■ **YOUR OBJECTIVE**
Starting with the line that contains "TARGET = bird's beak", copy every line through the end of the data below, exactly and with nothing added.

* BEGIN WORKING DATA *

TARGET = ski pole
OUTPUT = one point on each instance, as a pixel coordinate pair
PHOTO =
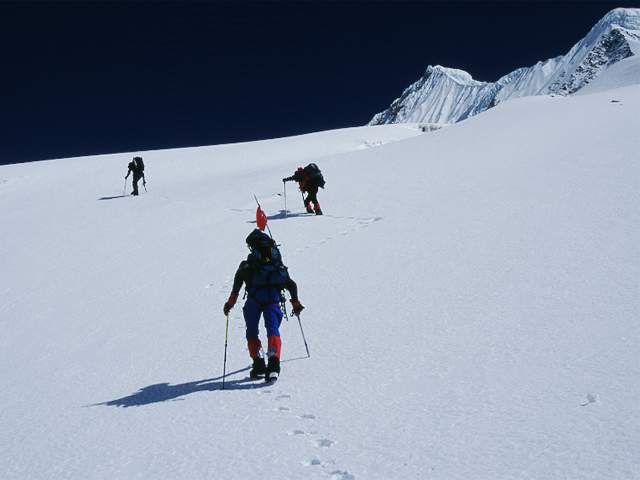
(285, 199)
(224, 366)
(303, 337)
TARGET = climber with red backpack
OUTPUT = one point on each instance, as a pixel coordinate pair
(309, 180)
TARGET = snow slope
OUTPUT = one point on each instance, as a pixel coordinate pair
(472, 306)
(445, 95)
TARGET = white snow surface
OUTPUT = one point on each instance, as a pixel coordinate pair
(472, 305)
(435, 97)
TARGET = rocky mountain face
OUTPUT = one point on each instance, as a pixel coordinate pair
(445, 95)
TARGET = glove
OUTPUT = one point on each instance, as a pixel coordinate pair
(230, 303)
(297, 306)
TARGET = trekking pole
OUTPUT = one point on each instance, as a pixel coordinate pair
(285, 199)
(224, 366)
(303, 337)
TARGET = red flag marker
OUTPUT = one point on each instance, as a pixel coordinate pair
(261, 219)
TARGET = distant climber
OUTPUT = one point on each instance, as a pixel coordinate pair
(265, 277)
(309, 179)
(136, 166)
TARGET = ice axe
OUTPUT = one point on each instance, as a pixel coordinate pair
(303, 337)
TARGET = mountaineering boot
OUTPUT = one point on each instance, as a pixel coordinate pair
(259, 368)
(273, 370)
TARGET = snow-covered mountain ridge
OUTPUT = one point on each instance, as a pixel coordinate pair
(445, 95)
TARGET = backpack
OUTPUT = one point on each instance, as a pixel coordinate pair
(139, 163)
(268, 275)
(314, 174)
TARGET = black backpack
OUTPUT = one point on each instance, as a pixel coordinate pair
(315, 174)
(139, 163)
(268, 273)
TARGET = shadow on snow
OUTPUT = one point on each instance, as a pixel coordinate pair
(111, 198)
(162, 392)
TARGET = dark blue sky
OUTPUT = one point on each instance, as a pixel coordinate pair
(81, 78)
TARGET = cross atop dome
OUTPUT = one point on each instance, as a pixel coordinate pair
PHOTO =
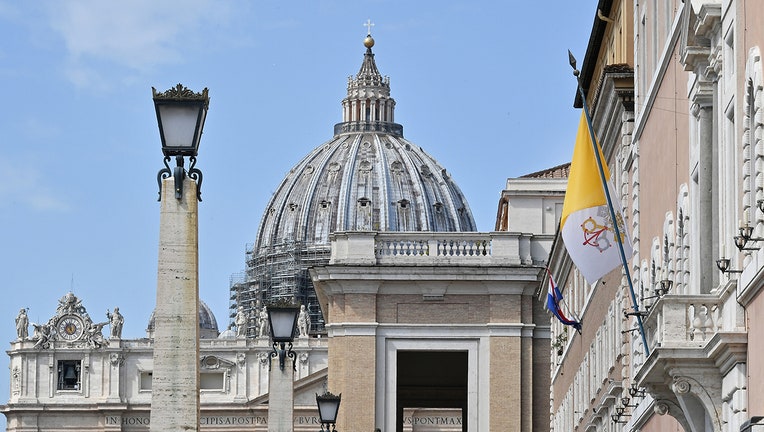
(368, 105)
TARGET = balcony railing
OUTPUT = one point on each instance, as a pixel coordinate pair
(439, 248)
(683, 321)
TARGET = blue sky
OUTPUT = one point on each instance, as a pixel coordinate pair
(484, 87)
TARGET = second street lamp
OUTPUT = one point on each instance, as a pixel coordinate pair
(328, 407)
(282, 321)
(180, 114)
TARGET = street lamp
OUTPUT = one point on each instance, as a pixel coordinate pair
(180, 114)
(282, 321)
(328, 407)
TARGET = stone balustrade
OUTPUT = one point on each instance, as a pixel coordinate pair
(430, 248)
(683, 321)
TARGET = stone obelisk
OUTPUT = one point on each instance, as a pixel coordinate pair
(175, 380)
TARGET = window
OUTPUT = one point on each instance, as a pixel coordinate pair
(146, 381)
(69, 375)
(212, 381)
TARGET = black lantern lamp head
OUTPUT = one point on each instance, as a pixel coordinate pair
(328, 407)
(180, 115)
(282, 321)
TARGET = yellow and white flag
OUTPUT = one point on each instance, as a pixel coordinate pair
(586, 224)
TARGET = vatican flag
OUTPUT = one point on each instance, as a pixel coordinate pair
(587, 227)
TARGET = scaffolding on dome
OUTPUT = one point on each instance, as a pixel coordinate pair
(278, 272)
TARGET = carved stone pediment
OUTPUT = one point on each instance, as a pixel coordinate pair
(71, 324)
(212, 362)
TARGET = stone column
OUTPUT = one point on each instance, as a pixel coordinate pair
(175, 380)
(281, 397)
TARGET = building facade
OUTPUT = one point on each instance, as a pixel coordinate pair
(687, 159)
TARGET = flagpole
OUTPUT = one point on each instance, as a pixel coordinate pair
(619, 240)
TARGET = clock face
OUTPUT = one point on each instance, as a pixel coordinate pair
(70, 328)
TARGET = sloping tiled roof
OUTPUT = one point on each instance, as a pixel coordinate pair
(560, 171)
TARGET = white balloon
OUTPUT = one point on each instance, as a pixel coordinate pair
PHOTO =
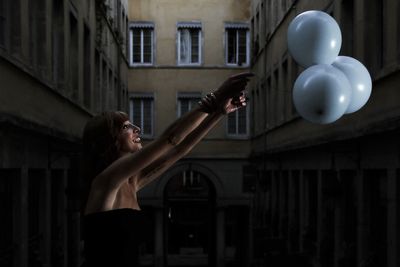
(359, 78)
(321, 94)
(314, 37)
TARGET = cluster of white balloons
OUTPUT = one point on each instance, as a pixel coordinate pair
(331, 85)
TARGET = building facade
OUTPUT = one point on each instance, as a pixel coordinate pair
(326, 195)
(179, 51)
(61, 61)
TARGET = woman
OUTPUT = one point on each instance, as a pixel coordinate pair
(118, 167)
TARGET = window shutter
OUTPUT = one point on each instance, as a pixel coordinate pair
(232, 123)
(242, 127)
(231, 46)
(136, 45)
(242, 47)
(195, 34)
(147, 40)
(137, 112)
(147, 116)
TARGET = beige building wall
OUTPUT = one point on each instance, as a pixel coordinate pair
(327, 193)
(220, 157)
(61, 62)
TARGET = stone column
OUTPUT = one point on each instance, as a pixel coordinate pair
(47, 219)
(392, 220)
(220, 238)
(302, 207)
(158, 238)
(362, 220)
(20, 234)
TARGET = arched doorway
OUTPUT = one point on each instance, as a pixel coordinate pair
(189, 201)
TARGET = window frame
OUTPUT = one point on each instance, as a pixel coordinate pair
(237, 26)
(141, 26)
(185, 95)
(237, 135)
(143, 96)
(189, 25)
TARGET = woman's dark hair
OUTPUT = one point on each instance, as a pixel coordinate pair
(99, 143)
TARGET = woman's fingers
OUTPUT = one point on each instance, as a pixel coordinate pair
(242, 75)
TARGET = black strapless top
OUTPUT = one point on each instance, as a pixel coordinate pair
(112, 238)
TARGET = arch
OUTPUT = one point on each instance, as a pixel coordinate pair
(178, 168)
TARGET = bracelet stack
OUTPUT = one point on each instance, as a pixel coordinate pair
(209, 103)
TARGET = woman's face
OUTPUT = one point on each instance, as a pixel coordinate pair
(129, 140)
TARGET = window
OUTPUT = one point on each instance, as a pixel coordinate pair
(237, 44)
(237, 123)
(141, 113)
(189, 43)
(141, 43)
(186, 101)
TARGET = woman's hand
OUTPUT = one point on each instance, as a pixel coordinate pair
(233, 104)
(233, 86)
(228, 97)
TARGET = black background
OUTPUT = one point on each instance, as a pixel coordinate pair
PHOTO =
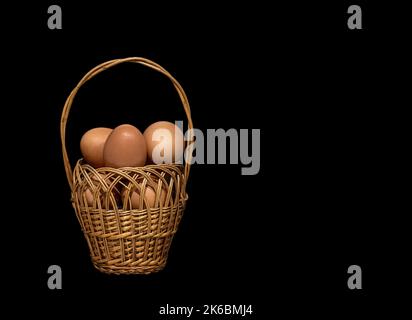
(328, 101)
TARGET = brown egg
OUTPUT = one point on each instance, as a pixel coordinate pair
(165, 142)
(150, 197)
(92, 145)
(125, 147)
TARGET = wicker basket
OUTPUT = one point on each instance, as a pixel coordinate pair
(123, 240)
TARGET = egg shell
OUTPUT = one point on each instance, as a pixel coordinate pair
(125, 147)
(92, 146)
(163, 137)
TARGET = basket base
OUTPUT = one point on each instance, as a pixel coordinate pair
(119, 270)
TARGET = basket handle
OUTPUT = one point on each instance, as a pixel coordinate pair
(95, 71)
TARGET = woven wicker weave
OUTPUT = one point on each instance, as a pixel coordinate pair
(122, 239)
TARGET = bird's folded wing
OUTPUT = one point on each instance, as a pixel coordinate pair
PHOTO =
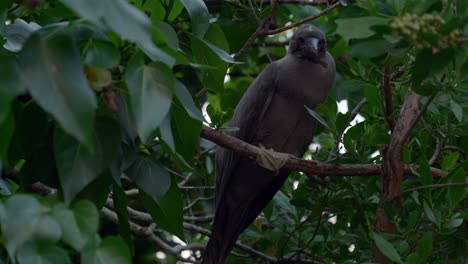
(247, 115)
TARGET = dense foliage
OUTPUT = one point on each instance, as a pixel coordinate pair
(100, 148)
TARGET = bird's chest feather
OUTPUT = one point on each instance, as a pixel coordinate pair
(302, 83)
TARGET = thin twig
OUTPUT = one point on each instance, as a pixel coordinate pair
(302, 21)
(438, 185)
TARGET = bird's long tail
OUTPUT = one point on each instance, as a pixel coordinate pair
(225, 231)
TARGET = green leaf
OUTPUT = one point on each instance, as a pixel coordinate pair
(456, 194)
(150, 176)
(77, 167)
(450, 161)
(102, 54)
(120, 204)
(421, 67)
(318, 117)
(11, 85)
(430, 214)
(150, 89)
(187, 101)
(357, 28)
(79, 223)
(17, 33)
(424, 246)
(168, 214)
(386, 248)
(24, 221)
(425, 175)
(110, 250)
(199, 15)
(124, 19)
(34, 253)
(7, 128)
(456, 110)
(211, 51)
(48, 63)
(185, 131)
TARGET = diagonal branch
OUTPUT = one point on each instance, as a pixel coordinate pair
(306, 166)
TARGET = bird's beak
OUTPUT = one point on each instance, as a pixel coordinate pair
(313, 42)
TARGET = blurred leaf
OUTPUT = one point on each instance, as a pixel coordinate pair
(23, 221)
(357, 28)
(7, 128)
(77, 167)
(386, 248)
(79, 223)
(199, 15)
(318, 118)
(425, 174)
(33, 253)
(120, 204)
(456, 194)
(102, 54)
(187, 101)
(168, 213)
(150, 176)
(150, 88)
(110, 250)
(17, 33)
(124, 19)
(424, 247)
(48, 63)
(11, 85)
(370, 48)
(212, 55)
(456, 110)
(430, 214)
(186, 132)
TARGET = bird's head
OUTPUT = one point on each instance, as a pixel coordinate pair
(308, 42)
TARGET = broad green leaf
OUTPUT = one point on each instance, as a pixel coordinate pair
(110, 250)
(79, 223)
(424, 246)
(450, 160)
(357, 28)
(77, 167)
(430, 214)
(456, 194)
(421, 66)
(199, 15)
(187, 101)
(102, 54)
(48, 63)
(124, 19)
(11, 85)
(168, 213)
(150, 89)
(7, 128)
(211, 51)
(24, 221)
(150, 176)
(425, 175)
(386, 248)
(318, 117)
(456, 110)
(17, 33)
(120, 204)
(34, 253)
(185, 132)
(370, 48)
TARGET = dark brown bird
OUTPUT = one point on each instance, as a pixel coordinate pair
(272, 113)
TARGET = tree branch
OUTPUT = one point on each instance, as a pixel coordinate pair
(306, 166)
(302, 21)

* END WORKING DATA *

■ **EXPECTED OUTPUT**
TARGET = bird's beak
OUTPUT = one point on each instance, as a pixel coordinate pair
(313, 42)
TARGET = blurred leaf
OUTPUT = one point on each instance, as a pixel coordinate pair
(23, 221)
(357, 28)
(7, 128)
(77, 167)
(386, 248)
(79, 223)
(199, 15)
(318, 118)
(425, 174)
(33, 253)
(120, 204)
(456, 194)
(102, 54)
(187, 101)
(168, 213)
(150, 176)
(150, 88)
(110, 250)
(17, 33)
(124, 19)
(424, 247)
(48, 63)
(11, 85)
(370, 48)
(212, 55)
(456, 110)
(430, 214)
(186, 132)
TARGET = bird's head
OUTPUT = one point on each instance, as a pixel coordinate pair
(308, 42)
TARGET = broad green leaf
OUTPUT = one point on each instance, as a pixel coordinate pair
(110, 250)
(79, 223)
(424, 246)
(450, 160)
(357, 28)
(77, 167)
(430, 214)
(456, 194)
(421, 66)
(199, 15)
(187, 101)
(102, 54)
(48, 63)
(124, 19)
(11, 85)
(168, 213)
(150, 89)
(7, 128)
(211, 51)
(24, 221)
(150, 176)
(425, 175)
(386, 248)
(318, 117)
(456, 110)
(17, 33)
(120, 204)
(34, 253)
(185, 132)
(370, 48)
TARGET = dark brown bird
OUTPUT = one point on each instance, as a pixel coordinate pair
(272, 113)
TARGET = tree branch
OUTPUT = one point on each instance, as a pixel coordinate pair
(306, 166)
(302, 21)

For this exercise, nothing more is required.